Page excerpt:
Question

Difference in height of the liquid columns in the limbs of a rotating $U-$ tube as shown in the figure is:
(Neglect the width of each limb and take $g=10{\text{m/s}}^2$)

• A. $1\text{m}$
• B. $0.8\text{m}$
• C. $0.5\text{m}$
• D. $0.6\text{m}$

Answer 1

The correct option is B $0.8\text{m}$

Let the difference in heights between the liquid columns in the limbs be $x^{\prime }$ and atmospheric pressure be $p_0$.


For a rotating fluid, the pressure difference can be given as
$\Delta P=\frac{1}{2}\rho {\omega }^2{x}^2...\left(1\right)$
where $x$ is the distance between two points in a liquid, measured $\perp$ from the axis of rotation.
The pressure will increase in a direction away from the axis of rotation.
$\Rightarrow p_B>p_A$
For pressure at $A$,
$p_A=p_0+\rho g{h}_2...\left(2\right)$ (due to variation in depth)
For pressure at $B$:
$p_B=p_A+\frac{1}{2}\rho {\omega }^2{L}^2...\left(3\right)$
[$\because$ we can take $AB=x\approx L=2\text{m}$]

Also, $p_B=p_0+\rho g{h}_1...\left(4\right)$ (due to variation in depth)

From Eq.$\left(2\right),\left(3\right)\&\left(4\right)$,
$p_0+\rho g{h}_1=p_0+\rho g{h}_2+\frac{1}{2}\rho {\omega }^2{L}^2$
$\Rightarrow h_1-h_2=\frac{1}{2}\frac{{\omega }^2{L}^2}{g}$
Then, difference in heights of the liquid in the limbs
$\Rightarrow x^{\prime }=h_1-h_2=\frac{1}{2}\times \frac{2^2\times 2^2}{10}$
$\therefore x^{\prime }=0.8\text{m}$

Required action 1: In the rotating U-tube solution, write out the passage that begins at the words "The correct option" and stops after "pressure be $p_0$.".
Required action 2: According to the rotating U-tube solution, in which direction does pressure increase in a rotating fluid?

Data:
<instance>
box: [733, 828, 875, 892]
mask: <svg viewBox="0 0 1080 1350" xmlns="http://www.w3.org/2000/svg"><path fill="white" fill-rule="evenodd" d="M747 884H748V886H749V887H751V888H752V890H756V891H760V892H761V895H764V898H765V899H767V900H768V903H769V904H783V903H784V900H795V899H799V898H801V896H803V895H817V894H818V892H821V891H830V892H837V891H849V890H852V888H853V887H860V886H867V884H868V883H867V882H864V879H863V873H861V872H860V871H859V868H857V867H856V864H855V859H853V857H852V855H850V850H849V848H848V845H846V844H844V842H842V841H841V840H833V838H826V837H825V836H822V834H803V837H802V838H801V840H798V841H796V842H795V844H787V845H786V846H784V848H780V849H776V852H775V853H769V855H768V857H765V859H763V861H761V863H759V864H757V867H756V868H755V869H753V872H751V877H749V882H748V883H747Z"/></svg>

Written answer 1:
The correct option is B $0.8\text{m}$

Let the difference in heights between the liquid columns in the limbs be $x^{\prime }$ and atmospheric pressure be $p_0$.

Written answer 2: Away from the axis of rotation.